TASK TO COMPLETE> Entries follow. Set all of them down as they stand.

EXTRACTED RECORDS>
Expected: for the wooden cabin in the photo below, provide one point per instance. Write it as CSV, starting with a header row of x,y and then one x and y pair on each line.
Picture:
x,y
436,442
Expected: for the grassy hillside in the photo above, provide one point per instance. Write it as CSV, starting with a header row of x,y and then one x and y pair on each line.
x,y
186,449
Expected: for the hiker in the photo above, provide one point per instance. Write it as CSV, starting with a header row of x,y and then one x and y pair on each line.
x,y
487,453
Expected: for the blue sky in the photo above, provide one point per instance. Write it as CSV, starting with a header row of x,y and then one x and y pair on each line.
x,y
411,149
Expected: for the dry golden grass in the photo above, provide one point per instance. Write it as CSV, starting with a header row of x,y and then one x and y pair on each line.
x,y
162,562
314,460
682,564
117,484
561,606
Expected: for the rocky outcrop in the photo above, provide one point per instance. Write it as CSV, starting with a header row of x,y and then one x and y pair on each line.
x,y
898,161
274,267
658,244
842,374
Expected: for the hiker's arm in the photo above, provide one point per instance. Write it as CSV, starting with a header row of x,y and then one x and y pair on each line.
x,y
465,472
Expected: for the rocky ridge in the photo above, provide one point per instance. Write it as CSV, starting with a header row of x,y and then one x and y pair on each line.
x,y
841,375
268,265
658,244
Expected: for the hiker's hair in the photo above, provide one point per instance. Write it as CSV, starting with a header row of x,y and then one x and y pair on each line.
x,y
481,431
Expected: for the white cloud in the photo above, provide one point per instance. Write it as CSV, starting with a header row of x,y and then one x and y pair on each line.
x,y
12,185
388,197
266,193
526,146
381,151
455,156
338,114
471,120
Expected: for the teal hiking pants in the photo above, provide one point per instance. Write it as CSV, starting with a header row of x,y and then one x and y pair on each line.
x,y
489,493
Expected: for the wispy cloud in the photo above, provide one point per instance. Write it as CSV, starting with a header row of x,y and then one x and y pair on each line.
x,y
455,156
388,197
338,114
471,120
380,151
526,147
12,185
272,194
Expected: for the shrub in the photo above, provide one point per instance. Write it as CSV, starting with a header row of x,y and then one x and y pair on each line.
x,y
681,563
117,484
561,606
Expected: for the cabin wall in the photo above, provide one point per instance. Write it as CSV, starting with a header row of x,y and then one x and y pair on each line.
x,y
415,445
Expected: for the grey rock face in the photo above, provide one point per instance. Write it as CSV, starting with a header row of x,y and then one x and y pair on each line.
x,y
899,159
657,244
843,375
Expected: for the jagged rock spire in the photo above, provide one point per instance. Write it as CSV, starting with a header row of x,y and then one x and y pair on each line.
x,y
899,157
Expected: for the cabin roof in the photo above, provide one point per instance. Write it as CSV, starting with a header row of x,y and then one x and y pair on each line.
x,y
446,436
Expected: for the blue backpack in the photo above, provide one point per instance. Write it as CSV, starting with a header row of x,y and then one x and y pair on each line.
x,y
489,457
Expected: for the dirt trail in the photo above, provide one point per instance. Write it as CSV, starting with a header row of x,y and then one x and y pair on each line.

THE ANSWER>
Expected: for the wooden cabin in the photo below, provide one point per instance. Write it as CSV, starting with a header row of x,y and then one x and y pair on each line.
Picture:
x,y
436,442
Expected: for the grassy hillside in the photo above, provide one point per instance. Write it as CSV, starting with a header row of x,y and then one x and y pair on each line.
x,y
186,449
Expected: for the hiker in the photo above, provide one point per instance. Write it as CSV, starting with a header row of x,y and then one x and y pair on each line.
x,y
487,453
Expected: for the blue sky in the photo above, provide one point per instance. Write it as CSV, starting with a header row of x,y and then one x and y pair on each line.
x,y
411,149
Expected: for the dry golden grass in the photo above, provide one point per instance. Write it as CSV, starting with a header row of x,y and then one x and y pair on each line.
x,y
162,562
314,460
682,564
117,484
561,606
Expected: for the rocky outcrop in the photo above, provide one point per instance. Write it as CSV, starting with a header row of x,y and then one x and y pair on each line.
x,y
898,161
274,267
658,244
842,374
Expected: for the hiker's arm in the photo above, provide one point per instance. Write it as CSV, starting with a header row of x,y and then one x and y pair on each line.
x,y
465,472
Expected: for the rocky ridge in the photo above, provide one point per instance. Write it as CSV, starting with a header row of x,y and then one x and y pair on each line.
x,y
841,375
268,265
658,244
Expected: for the hiker's hair in the photo above, provide one point per instance. Write it as CSV, starting with a header row of x,y and then one x and y pair on each line.
x,y
481,431
Expected: for the white cloud in the photo above, provide one point per instance. Write it as CSV, starting with a header row of x,y and then one x and y pair on each line.
x,y
12,185
388,197
266,193
526,146
381,151
455,156
338,114
471,120
Expected: for the teal hiking pants in the photo above, provide one point per instance. Write it as CSV, starting with a header row of x,y and then one x and y pair on each line.
x,y
489,493
Expected: for the wispy cloud in the photo above, provide one point per instance. Write it as CSV, starting with a header row of x,y and then one x and y pair on each line.
x,y
455,156
388,197
338,114
471,120
380,151
526,147
12,185
272,194
Expected: for the shrub in the photo above, provide one point per instance. Write it as CSV, starting with a header row of x,y and then one x and y pair on each line.
x,y
681,563
117,484
561,606
Expected: for the cabin wall in the photo above, provide one point per instance. Write it as CSV, starting with a header row of x,y and then one x and y pair on each line.
x,y
415,445
Expected: for the grey rock face in the photo above, provide one point per instance. Write it as CSV, starting with a header row of x,y and then one x and y pair on each line.
x,y
899,159
657,244
843,375
Expected: for the jagged rock spire in the photo above, provide one point per instance. Write it as CSV, starting with a header row of x,y and then one x and y pair on each line.
x,y
899,157
Expected: for the cabin roof in the photo above, provide one point per instance. Write it as CSV, starting with a header row of x,y and then one x and y pair on each line.
x,y
446,436
Expected: for the blue backpack in the photo above, provide one point per instance. Write it as CSV, starting with a header row of x,y and then one x and y pair on each line.
x,y
489,457
Expected: for the dirt trail in the photo above, provide one point per instance. Write it as CSV, starting with a header row of x,y and then one x and y pair on each line.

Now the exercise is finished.